++++ Records provided
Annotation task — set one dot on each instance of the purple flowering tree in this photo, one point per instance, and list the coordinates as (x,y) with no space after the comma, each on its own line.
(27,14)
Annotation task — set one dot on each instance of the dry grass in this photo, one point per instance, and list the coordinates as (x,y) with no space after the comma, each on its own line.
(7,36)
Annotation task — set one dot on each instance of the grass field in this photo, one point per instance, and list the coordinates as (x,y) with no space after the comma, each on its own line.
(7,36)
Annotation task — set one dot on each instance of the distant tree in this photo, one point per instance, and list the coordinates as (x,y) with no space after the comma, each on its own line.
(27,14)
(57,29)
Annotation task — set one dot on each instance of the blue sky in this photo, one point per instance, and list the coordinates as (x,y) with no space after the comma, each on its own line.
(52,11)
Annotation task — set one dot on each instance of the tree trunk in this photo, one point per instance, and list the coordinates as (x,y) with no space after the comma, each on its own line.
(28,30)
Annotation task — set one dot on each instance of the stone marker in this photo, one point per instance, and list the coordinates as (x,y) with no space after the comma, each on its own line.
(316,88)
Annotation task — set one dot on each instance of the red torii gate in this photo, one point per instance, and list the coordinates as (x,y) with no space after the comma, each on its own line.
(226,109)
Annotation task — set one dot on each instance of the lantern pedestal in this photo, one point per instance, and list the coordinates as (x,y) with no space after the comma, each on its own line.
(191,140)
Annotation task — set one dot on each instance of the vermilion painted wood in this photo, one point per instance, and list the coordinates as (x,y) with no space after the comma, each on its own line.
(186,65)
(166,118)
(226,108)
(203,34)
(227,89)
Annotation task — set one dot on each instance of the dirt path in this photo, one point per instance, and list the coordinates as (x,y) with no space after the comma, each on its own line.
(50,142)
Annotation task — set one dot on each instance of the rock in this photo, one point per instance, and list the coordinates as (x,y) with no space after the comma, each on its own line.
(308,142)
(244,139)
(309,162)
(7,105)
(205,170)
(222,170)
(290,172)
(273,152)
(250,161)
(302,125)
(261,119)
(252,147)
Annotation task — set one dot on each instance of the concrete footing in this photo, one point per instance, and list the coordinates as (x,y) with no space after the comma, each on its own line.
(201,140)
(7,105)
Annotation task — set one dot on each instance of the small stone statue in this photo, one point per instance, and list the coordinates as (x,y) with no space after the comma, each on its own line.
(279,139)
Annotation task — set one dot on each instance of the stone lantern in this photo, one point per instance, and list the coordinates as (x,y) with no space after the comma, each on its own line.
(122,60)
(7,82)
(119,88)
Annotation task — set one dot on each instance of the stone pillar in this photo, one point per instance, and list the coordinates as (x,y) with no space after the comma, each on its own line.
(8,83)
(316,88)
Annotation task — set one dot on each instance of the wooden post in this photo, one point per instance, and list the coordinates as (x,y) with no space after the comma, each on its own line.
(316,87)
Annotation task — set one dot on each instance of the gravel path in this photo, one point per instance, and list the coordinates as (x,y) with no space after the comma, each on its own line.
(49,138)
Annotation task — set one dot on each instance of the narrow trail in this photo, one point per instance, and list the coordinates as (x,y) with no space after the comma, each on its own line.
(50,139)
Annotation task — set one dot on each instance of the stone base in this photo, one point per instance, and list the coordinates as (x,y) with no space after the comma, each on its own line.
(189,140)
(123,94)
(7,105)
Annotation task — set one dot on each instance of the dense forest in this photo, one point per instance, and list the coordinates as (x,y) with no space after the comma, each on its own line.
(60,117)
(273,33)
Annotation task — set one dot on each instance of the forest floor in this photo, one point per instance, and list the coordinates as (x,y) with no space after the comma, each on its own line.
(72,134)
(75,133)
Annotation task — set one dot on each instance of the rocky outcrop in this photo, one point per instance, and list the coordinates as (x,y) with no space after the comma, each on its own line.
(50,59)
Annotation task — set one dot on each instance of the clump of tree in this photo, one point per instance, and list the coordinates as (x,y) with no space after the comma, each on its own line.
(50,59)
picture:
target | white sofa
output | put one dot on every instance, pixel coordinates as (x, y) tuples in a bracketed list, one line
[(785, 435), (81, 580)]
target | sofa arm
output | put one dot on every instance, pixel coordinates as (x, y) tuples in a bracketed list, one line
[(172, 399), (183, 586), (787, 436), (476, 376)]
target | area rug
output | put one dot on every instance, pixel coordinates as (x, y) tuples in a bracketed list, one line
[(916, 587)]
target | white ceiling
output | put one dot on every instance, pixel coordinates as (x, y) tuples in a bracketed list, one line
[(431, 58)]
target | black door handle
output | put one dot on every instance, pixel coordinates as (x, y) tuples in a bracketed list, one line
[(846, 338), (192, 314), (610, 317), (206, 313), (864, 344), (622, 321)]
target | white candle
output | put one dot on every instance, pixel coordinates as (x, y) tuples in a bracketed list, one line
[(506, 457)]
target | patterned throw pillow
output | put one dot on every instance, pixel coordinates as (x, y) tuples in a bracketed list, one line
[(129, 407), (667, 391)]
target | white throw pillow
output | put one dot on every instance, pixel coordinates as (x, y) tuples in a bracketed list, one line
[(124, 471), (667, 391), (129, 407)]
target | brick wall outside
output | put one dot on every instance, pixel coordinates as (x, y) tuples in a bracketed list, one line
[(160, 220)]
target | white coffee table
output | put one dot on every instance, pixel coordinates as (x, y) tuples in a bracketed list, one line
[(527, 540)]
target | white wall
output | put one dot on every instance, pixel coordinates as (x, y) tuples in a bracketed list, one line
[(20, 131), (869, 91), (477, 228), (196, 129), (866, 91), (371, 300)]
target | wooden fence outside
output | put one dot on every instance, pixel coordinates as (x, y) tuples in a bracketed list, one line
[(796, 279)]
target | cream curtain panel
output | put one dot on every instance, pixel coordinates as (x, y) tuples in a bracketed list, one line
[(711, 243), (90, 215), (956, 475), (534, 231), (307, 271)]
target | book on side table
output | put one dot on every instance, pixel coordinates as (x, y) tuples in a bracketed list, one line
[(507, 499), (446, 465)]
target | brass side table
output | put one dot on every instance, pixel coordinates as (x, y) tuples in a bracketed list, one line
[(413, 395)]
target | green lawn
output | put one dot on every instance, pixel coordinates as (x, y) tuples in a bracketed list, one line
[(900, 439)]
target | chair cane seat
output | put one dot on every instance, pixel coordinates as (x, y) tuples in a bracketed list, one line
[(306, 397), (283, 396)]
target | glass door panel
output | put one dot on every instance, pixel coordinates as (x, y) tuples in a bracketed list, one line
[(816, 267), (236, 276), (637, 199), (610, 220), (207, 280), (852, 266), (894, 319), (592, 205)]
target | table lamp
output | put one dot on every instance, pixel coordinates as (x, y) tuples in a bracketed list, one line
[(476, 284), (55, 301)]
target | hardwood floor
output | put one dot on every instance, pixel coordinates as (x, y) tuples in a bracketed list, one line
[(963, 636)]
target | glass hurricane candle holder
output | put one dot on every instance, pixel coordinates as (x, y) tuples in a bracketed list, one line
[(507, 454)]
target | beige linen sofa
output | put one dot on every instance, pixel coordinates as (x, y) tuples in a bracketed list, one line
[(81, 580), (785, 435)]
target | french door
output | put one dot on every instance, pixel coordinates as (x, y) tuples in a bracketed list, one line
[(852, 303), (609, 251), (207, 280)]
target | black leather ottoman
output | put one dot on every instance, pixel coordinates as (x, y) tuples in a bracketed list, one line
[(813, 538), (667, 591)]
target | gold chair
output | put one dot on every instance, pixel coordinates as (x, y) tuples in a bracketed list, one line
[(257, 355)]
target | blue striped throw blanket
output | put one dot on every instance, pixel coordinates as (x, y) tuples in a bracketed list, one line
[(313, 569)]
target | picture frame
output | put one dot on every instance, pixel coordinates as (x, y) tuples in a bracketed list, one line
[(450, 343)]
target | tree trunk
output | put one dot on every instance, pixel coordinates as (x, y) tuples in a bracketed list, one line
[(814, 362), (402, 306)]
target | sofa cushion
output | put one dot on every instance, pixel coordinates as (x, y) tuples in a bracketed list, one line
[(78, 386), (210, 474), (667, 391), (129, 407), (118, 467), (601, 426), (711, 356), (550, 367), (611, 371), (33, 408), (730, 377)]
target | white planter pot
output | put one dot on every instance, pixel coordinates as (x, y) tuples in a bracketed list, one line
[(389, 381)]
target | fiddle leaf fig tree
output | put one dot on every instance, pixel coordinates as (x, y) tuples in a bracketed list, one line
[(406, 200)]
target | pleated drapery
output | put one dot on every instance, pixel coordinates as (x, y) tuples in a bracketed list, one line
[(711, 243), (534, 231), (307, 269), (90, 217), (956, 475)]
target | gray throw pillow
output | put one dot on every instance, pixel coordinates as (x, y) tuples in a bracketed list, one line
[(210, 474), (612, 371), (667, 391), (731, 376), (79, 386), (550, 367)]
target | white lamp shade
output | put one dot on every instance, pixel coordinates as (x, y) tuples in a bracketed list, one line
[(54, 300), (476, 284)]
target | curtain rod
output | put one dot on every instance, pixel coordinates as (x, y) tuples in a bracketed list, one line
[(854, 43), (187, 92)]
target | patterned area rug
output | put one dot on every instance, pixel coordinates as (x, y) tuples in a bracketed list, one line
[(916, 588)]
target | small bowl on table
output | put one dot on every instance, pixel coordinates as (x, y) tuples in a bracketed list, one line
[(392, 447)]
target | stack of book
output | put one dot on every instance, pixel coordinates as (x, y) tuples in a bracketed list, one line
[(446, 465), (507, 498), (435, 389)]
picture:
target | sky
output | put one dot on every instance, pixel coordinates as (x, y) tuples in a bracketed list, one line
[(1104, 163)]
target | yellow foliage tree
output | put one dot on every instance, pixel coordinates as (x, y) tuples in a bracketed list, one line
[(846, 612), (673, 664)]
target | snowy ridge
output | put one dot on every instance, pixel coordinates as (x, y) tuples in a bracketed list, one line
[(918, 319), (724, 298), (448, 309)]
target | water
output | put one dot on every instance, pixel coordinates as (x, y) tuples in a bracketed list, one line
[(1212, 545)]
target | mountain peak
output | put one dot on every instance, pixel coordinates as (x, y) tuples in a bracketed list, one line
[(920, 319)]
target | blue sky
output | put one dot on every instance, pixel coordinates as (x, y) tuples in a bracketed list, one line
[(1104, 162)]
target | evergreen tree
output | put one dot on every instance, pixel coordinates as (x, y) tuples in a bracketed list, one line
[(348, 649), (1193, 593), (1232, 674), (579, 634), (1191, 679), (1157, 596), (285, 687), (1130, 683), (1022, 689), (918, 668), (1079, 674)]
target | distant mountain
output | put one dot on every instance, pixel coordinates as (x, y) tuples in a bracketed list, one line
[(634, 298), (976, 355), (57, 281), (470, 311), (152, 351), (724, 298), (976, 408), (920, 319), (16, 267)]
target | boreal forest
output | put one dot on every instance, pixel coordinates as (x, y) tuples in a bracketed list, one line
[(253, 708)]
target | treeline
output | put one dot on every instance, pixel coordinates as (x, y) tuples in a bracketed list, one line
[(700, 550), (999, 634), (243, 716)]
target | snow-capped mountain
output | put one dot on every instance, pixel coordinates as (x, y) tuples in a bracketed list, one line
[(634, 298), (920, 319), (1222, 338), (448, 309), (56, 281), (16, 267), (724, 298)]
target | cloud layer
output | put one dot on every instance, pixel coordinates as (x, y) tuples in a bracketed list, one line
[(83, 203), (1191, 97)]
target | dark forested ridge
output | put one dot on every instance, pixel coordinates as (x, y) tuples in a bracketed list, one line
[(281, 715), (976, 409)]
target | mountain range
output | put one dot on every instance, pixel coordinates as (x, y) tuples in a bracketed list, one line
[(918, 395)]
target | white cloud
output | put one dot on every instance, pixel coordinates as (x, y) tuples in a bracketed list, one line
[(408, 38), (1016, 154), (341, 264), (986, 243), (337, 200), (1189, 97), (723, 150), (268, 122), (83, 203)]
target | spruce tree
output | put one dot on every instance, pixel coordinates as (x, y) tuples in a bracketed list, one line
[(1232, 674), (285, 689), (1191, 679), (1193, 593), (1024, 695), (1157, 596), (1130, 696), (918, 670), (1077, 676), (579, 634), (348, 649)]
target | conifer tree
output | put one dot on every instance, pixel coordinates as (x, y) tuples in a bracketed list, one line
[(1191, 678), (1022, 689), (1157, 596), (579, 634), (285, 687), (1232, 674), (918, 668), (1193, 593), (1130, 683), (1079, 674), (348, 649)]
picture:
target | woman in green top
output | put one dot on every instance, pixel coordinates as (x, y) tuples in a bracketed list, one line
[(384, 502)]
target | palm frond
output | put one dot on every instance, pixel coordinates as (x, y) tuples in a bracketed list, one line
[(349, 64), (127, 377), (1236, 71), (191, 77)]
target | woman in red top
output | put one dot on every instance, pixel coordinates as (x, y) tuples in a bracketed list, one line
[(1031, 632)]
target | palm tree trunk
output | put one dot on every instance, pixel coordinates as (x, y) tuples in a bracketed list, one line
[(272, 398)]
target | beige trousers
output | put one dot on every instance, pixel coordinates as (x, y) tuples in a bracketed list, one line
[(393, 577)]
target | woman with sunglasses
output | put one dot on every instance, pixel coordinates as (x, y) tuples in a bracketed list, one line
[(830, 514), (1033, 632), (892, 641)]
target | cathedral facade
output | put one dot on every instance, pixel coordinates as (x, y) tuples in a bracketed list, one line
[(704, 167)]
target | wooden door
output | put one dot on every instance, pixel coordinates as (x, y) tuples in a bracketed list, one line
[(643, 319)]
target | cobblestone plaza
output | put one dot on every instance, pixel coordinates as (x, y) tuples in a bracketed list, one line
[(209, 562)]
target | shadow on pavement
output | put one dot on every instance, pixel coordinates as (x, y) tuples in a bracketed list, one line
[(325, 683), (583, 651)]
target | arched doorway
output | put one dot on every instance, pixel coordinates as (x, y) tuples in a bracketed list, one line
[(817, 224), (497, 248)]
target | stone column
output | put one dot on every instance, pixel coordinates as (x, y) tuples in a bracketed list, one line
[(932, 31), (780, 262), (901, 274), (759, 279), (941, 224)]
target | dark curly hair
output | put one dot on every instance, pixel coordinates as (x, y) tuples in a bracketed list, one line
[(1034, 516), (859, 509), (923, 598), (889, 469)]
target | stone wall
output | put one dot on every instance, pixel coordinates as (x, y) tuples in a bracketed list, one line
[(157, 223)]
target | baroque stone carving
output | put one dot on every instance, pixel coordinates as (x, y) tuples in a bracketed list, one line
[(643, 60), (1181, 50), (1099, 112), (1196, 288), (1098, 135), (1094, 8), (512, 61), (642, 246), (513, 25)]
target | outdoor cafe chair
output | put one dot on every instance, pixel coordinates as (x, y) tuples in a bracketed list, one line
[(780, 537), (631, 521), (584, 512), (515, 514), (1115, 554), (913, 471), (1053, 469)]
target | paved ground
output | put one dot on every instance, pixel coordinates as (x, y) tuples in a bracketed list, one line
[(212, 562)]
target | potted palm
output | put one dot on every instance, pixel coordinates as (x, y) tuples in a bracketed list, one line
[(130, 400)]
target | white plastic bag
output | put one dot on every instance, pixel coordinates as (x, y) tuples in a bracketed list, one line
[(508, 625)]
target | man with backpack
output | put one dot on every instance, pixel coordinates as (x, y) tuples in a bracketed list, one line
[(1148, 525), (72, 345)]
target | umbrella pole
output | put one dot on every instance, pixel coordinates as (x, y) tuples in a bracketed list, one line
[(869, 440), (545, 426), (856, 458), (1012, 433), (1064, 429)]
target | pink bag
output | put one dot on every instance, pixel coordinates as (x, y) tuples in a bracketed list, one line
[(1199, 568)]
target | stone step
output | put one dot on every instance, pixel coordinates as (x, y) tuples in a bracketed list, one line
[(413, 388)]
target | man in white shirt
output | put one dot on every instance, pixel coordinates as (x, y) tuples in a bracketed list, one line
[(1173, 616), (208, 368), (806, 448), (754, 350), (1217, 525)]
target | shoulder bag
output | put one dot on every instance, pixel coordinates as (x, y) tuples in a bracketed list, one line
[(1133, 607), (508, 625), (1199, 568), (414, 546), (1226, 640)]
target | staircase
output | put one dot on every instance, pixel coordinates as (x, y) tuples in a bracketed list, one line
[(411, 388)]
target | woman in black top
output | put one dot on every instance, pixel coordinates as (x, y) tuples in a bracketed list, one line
++++++++
— The problem —
Report each line in the entries where the string "chair" occurs.

— Written solution —
target | chair cane seat
target | gold chair
target | outdoor cafe chair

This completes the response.